Responda, a partir del extracto sobre Kofi Annan:
1. ¿Cuándo reapareció Annan para intentar detener el conflicto en Siria?
2. ¿Qué país encabeza a los Estados africanos que creyeron que él no hizo lo preciso para parar las matanzas?
3. ¿En qué institución se graduó?

> [Extracto fuente]

⁂

El mejor relaciones públicas de las Naciones Unidas
Como cabía esperar, la muerte de Kofi Annan —del todo inesperada después de una muy breve enfermedad— trajo a la memoria internacional la figura inolvidable del único africano que ha sido hasta hoy secretario general de la ONU y que gozó de una excelente reputación por su habilidad como mediador que sus críticos —que los tuvo, y muy relevantes— le negaban cortésmente.
Su longevidad, ochenta años largos, fue apacible y propia de un ex alto funcionario de su categoría, había abandonado la escena internacional y estaba en el banco de los jubilados de oro cuando reapareció súbita y sorprendentemente a principios de 2012 porque a alguien se le ocurrió que él podría hacer el milagro de detener lo que entonces era el incipiente conflicto en Siria que con los años terminaría siendo una guerra horrible ahora prácticamente concluida, por cierto, con una victoria siria y, sobre todo, rusa. Como es sabido nadie pudo hacer el mencionado milagro.
Eso no ha impedido la calurosa declaración de Vladímir Putin glosando su labor en términos de vivo elogio y homenaje a su persona. Tal tono encomiástico ha sido, por lo demás, internacional y no es literalmente mundial porque algunos Estados africanos devastados por guerras civiles, con Ruanda en cabeza, siempre creyeron que él, un africano de Ghana, no hizo lo preciso para parar en seco las matanzas locales.
Cuando se le quería criticar o minusvalorar se invocaba siempre su condición de ‘gentleman africano’ y la verdad es que esa condición racial fue algo más que adjetiva en su personalidad y en su carrera. Su formación, y esto explica algunas cosas, fue norteamericana, nada menos que del superacreditado Instituto Tecnológico de Massachussets en el que se graduó con calificaciones excelentes. Sin duda el MIT le dio el aura intelectual y la visión de conjunto que le serían indispensables para su carrera en la ONU y, desde luego, para que su candidatura al puesto estuviera del todo justificada.

⁂

> [Listado mostrado]
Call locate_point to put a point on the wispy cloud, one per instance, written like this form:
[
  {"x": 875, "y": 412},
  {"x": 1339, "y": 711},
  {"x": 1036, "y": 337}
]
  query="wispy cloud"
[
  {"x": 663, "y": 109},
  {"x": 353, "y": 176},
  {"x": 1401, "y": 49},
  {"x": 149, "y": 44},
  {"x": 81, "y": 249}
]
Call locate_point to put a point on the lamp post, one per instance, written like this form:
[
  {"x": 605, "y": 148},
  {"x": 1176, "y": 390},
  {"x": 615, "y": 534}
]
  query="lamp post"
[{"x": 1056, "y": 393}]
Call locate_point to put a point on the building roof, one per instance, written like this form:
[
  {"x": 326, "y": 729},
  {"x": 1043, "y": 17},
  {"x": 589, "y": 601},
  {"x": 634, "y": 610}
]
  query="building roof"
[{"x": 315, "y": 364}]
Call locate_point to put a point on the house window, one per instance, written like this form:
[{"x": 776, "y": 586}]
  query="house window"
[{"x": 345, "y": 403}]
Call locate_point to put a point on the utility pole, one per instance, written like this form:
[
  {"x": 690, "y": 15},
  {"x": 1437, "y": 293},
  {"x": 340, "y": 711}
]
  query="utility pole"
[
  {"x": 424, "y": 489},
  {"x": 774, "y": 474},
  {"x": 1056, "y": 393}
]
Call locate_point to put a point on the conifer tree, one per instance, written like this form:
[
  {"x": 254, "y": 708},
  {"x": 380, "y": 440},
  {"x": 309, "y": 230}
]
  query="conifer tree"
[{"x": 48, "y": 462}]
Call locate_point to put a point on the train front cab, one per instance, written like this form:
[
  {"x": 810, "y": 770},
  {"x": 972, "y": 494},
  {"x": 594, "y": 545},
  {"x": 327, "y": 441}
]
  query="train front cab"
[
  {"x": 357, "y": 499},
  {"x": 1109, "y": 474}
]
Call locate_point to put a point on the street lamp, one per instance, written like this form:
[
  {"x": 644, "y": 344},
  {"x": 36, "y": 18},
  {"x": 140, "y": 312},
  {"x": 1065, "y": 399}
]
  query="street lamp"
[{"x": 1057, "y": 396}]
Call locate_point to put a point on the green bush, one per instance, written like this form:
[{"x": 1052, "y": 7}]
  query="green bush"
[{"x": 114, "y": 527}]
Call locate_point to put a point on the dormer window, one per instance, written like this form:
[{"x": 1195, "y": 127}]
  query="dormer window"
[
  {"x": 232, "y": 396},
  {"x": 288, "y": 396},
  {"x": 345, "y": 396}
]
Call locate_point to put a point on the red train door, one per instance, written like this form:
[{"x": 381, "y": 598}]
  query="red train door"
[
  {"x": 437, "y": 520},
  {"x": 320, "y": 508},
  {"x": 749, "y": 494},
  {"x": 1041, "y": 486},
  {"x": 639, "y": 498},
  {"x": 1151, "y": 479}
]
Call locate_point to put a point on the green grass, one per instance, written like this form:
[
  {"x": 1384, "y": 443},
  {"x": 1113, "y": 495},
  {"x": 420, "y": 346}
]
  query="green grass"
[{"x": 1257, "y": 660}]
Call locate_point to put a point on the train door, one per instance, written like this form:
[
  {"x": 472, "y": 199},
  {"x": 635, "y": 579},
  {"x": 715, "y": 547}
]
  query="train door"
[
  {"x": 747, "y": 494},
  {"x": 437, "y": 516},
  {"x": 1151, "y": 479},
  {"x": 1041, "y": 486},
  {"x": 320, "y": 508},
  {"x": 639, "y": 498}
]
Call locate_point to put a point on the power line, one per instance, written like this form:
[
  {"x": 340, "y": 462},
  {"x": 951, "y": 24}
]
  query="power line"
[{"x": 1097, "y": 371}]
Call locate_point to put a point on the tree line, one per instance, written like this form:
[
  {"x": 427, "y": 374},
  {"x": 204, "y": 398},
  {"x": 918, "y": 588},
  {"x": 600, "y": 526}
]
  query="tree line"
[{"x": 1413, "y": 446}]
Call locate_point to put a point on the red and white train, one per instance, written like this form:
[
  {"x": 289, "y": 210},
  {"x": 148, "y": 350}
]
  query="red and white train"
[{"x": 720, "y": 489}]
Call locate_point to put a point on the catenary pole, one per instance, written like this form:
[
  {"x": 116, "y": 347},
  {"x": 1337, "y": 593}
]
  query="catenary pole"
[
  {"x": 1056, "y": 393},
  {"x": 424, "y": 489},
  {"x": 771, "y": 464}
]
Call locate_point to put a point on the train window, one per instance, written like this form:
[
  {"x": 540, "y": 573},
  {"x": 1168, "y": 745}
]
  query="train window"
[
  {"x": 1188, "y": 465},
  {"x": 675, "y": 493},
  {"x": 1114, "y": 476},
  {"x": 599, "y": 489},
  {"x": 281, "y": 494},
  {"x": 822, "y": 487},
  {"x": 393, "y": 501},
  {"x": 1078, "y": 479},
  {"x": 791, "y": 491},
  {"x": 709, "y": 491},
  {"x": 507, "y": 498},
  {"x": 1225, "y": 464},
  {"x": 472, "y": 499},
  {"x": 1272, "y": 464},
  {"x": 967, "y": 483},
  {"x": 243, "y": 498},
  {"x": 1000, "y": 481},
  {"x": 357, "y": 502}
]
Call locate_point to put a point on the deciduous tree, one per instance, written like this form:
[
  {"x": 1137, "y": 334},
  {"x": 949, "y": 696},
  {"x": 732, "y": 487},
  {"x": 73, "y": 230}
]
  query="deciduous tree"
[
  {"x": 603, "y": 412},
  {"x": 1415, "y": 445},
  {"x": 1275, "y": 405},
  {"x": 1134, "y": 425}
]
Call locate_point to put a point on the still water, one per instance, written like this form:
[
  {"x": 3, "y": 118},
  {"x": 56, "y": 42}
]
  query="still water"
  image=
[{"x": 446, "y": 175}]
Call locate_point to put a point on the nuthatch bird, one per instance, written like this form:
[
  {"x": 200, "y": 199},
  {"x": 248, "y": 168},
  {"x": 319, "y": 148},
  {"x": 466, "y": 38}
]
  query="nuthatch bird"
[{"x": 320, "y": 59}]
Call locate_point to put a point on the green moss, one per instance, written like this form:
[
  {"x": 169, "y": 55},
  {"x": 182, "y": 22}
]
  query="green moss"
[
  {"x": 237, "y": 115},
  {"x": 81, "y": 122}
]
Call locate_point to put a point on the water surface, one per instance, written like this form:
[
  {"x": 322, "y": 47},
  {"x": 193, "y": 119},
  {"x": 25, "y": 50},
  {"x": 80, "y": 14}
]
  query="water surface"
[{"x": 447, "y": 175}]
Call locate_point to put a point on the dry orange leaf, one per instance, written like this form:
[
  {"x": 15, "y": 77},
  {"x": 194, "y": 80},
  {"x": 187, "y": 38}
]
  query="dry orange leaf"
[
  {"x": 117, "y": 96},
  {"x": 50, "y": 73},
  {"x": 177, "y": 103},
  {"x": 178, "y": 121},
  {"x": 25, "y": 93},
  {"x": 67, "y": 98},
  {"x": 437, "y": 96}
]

⁂

> [Respuesta del ejercicio]
1. A principios de 2012.
2. Ruanda.
3. En el Instituto Tecnológico de Massachussets (MIT).